→ What you should do
Transcription of the full listing is required, character for character.

→ Exercise data
________
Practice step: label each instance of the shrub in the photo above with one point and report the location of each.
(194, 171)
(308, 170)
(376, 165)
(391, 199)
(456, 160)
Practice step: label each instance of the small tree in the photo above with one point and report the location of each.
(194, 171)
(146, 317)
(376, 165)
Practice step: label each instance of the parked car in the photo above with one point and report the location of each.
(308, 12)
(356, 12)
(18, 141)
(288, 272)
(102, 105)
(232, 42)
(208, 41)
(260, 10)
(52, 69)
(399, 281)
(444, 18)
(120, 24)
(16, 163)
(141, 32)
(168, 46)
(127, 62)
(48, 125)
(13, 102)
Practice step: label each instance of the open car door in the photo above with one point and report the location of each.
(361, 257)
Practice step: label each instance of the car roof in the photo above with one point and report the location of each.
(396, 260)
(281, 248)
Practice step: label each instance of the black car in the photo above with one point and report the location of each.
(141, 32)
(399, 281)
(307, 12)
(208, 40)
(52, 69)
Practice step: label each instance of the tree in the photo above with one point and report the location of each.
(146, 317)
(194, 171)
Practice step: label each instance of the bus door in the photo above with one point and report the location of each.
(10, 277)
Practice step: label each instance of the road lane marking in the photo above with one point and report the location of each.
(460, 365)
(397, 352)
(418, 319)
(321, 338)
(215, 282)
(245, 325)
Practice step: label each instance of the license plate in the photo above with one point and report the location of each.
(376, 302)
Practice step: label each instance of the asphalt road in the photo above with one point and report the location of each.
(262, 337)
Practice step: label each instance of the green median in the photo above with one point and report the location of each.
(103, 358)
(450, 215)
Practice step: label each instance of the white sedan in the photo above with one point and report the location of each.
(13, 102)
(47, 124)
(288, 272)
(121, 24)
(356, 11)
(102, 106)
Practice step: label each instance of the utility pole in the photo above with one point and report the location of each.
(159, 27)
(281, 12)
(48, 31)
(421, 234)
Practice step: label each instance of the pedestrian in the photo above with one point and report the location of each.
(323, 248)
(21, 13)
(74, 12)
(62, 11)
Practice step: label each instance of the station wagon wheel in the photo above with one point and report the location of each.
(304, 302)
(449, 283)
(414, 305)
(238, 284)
________
→ Written solution
Practice step: label each instance of the shrub in the photo above with one point and report the location of each.
(194, 171)
(308, 170)
(376, 165)
(391, 199)
(456, 160)
Practice step: label each instance of the small tree in the photo above with one point and report the location of each.
(194, 171)
(146, 317)
(376, 165)
Practice step: label each instance of the parked car in the photo above with one point and report the location of each.
(308, 12)
(356, 12)
(18, 141)
(288, 272)
(102, 105)
(232, 42)
(208, 41)
(260, 10)
(52, 69)
(399, 281)
(444, 18)
(120, 24)
(16, 163)
(141, 32)
(168, 46)
(127, 62)
(48, 125)
(13, 102)
Practice step: label each instance of the open car door in the photo above with one point and report the location of each.
(361, 257)
Practice step: label each instance of the car roof in the photo above with one point and report the location of each.
(396, 260)
(281, 248)
Practice step: label each instance of the black car in the photo above with one point and report the location of each.
(141, 32)
(399, 281)
(307, 12)
(208, 40)
(52, 69)
Practice step: label each instance of the tree in the photo above with one point and report the location of each.
(146, 317)
(194, 171)
Practice step: label each instance of the bus door in the photo above with one point and report the location of each.
(10, 277)
Practice step: label each instance of the road lane marking in the photo above with one point and report the location of each.
(460, 365)
(397, 352)
(418, 319)
(321, 338)
(215, 282)
(245, 325)
Practice step: label each instance of the license plate in the photo above with one point and report the location of each.
(376, 302)
Practice step: label each instance of the asphalt road in the photo above with one point and report the location of each.
(262, 337)
Practice step: label each instance of the green median in the photo above with one point and report the location of each.
(103, 358)
(450, 215)
Practice step: label each instance of the white sedan in the photo above with one point and report the location of each.
(13, 102)
(47, 124)
(288, 272)
(121, 24)
(356, 11)
(102, 106)
Practice step: label each instance of the utility pole in the photo above with one point and report the location of each.
(159, 27)
(281, 12)
(48, 31)
(421, 234)
Practice step: label each instance of the pedestrian in the photo above with one point and report the location of each.
(323, 248)
(21, 13)
(74, 12)
(62, 11)
Practice step: label each instance of the station wagon wheel in the photo above with one point and report the location of each.
(304, 302)
(449, 283)
(414, 305)
(238, 284)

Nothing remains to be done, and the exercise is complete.